Aufgaben:
• a. Zählen Sie alle Eigenschaften auf, die der Text über Echolotfrequenzen der Frequenz von 50 kHz zuschreibt.
• b. Welches Gerät wird laut dem Text über Echolotfrequenzen mit einem Kombigeber 50/200 kHz benutzt?
• c. Führen Sie den Text über Echolotfrequenzen nach seinem letzten Satz fort.

Dokument:
┌──
Zunächst einmal was zur Technik:

Bei gleicher Sendeleistung ( ZB. 4000 Watt ) geht ein mit 50Khz abgesandte Schallwelle wesendlich Tiefer als eine die mit 192 Khz ausgesendet wird. Das liegt am Medium Wasser, das also Schallwellen mit hoher Frequenz stärker abschwächt. Das gilt besonders im Salzwasser. 

Hier einmal die groben Unterschiede beider Frequenzen:

192 Khz: geringere Tiefe, Kleinerer Sendekegel, kaum Rauschen, gute Ternnschärfe 
[font=Arial,Helvetica]50Khz: höhere Tiefe, größerer Sendekegel, mehr Rauschen, geringere Trennschärfe[/font]


Wir benutzen daher für Tiefen bis ca. 60 meter 50 Khz, wegen dem Größeren Sendekegel, zumal bei richtiger einstellung auch noch Fiche ( sicheln erkennbar sind ) von 60 bis 120 Meter tiefe kommt dann der 192 Khz Geber zum tragen
Und wenn es tiefer wird dann wieder der 50 khz geber, da sieht man ja eh keine Fische mehr, wichtig ist hier ja nur die Bodenstruktur zu erkennen. 

Wir benutzen das Lowrance LCX 15 MT sw mit Kombigeber 50/200 Khz 

Übrigens das beste was ich in dieser Preisklasse bisher in den Fingern hatte 

Auf den Lofoten benutzen wir vor ein paar Wochen ein JRC ProNav FF50 Color siehe anhängende Bilder 

Rechts mit 192 Khz und Links mit 50Khz ( auf beiden Bildern da dieses Lot beide Frequenzen gleichzeitig darstellen kann, daher geteilter Bildschirm ) 

Übrigens mal nur am Rande erwähnt, ein Echolot ist dann gut eingestellt wenn man die Pilker oder was auch immer herunter lässt sehen kann. Das ist bis zu Tiefen von 60 Metern problemlos möglich. :q


----------



## Jirko (27. Oktober 2004)

*AW: Seafinder 480DF*

hallo herbert #h

vielen dank für deinen kleinen exkurs in die theorie der schwingerfrequenzen  bin jetzt´n büschen überrascht ob der tatsache, daß mit dem niederfrequenten schwingerpart fischsicheln produziert werden, da meine erfahrung mit älteren lowrancemodellen im direkten vergleich die bis dato theoretischen kenntnisse diesbezüglich bestätigten. daher vielen dank für deine ausführungen #6 liegt vermutlich an der stärkeren sendeleistung und der feineren einstellung der empfängerempfindlichkeit – wäre jetzt meine vermutung.
└──
Erfasste Daten:
┌──
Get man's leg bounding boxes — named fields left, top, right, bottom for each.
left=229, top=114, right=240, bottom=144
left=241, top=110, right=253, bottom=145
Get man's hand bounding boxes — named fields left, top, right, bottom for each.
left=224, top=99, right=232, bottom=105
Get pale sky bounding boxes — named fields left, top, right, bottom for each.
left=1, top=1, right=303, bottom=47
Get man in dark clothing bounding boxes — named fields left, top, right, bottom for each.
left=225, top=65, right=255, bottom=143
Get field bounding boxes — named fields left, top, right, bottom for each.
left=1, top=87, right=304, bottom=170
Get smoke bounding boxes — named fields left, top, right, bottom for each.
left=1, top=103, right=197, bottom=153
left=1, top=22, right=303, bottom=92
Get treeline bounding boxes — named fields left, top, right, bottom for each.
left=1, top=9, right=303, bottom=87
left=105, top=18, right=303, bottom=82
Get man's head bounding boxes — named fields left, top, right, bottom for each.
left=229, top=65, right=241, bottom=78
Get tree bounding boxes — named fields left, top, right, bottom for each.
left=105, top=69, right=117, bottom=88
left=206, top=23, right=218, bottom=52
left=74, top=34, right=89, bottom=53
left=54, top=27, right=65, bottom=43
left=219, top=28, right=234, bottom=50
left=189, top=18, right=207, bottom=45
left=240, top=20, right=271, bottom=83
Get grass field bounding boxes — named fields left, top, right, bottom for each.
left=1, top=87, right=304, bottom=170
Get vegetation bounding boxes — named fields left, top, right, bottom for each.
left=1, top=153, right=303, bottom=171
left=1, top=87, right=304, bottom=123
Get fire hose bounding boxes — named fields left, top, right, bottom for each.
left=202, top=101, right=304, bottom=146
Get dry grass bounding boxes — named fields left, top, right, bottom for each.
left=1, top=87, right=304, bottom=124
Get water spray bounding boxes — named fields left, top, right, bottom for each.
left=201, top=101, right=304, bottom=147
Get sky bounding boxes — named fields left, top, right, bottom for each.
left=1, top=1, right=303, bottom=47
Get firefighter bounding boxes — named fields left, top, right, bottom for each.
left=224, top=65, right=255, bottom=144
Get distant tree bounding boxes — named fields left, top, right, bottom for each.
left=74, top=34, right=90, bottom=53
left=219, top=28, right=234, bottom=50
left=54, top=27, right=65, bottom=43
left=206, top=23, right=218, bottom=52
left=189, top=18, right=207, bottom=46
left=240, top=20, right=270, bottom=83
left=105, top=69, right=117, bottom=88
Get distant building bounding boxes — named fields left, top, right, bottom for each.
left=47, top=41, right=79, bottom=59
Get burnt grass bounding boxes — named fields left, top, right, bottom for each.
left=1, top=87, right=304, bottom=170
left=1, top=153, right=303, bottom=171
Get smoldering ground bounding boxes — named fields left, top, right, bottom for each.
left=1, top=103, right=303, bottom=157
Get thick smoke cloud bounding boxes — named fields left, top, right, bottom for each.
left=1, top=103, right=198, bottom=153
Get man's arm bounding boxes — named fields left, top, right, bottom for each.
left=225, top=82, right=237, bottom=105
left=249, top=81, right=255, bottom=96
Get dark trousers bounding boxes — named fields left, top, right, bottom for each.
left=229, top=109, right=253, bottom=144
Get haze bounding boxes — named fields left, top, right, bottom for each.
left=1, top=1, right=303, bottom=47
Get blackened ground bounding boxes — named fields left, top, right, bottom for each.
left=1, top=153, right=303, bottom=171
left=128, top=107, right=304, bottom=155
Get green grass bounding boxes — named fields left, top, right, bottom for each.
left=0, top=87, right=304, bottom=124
└──
Lösungen:
• a. höhere Tiefe, größerer Sendekegel, mehr Rauschen, geringere Trennschärfe

• b. Das Lowrance LCX 15 MT sw.

• c.
sei es drum – hauptsache, wir haben wieder ein wenig licht in´s dunkle gebracht – dank dir und jetblack #6


> Übrigens mal nur am Rande erwähnt, ein Echolot ist dann gut eingestellt wenn man die Pilker oder was auch immer herunter lässt sehen kann. Das ist bis zu Tiefen von 60 Metern problemlos möglich


kann ich voll und ganz bestätigen, da ich diese erfahrung auch mit meinem x-97er machen durfte... war aber ne verdammte syffisusarbeit um die optimalen einstellungen zu erreichen #h


----------



## Angelwebshop (27. Oktober 2004)

*AW: Seafinder 480DF*

@ Jirko

Zum besseren Verständniss

Das LCX hat bei 50 Khz einen Spitzensendeleistung bis 8000 Watt, und bei 200 Khz bis 4000 Watt.


----------



## Jirko (27. Oktober 2004)

*AW: Seafinder 480DF*

hallo herbert #h

bei ner 8.000 watt spitze wird mir einiges klarer  dann dürfen wir wohl davon ausgehen, daß bei den älterern DF-loten, mit ner 4.000er spitze, keine fischsicheln im niederfrequenten bereich produziert werden...

...vielen dank für deinen zusatz #6


----------



## jojo231175 (28. Oktober 2004)

*AW: Seafinder 480DF*

Vielen Dank erst einmal an alle fleißigen Beantworter. Ich werde jetzt ersteinmal das 480df im flacheren ausprobieren und dann schaue ich mal weiter. 


bis demnächst mal

Gruß Jörg


----------



## Jirko (28. Oktober 2004)

*AW: Seafinder 480DF*

hallo jojo #h

...bin meiner vermutung nochmals nachgegangen: es gibt definitiv keine singelgeber für DF-lote... leider #h


----------



## Jetblack (28. Oktober 2004)

*AW: Seafinder 480DF*

@Jirko - wie kommst Du darauf ?

Die 200kHz Geber werden in den US sogar recht oft von Lowrance-Eagle im Paket angeboten, weil sie recht guenstig sind.


----------



## Jirko (28. Oktober 2004)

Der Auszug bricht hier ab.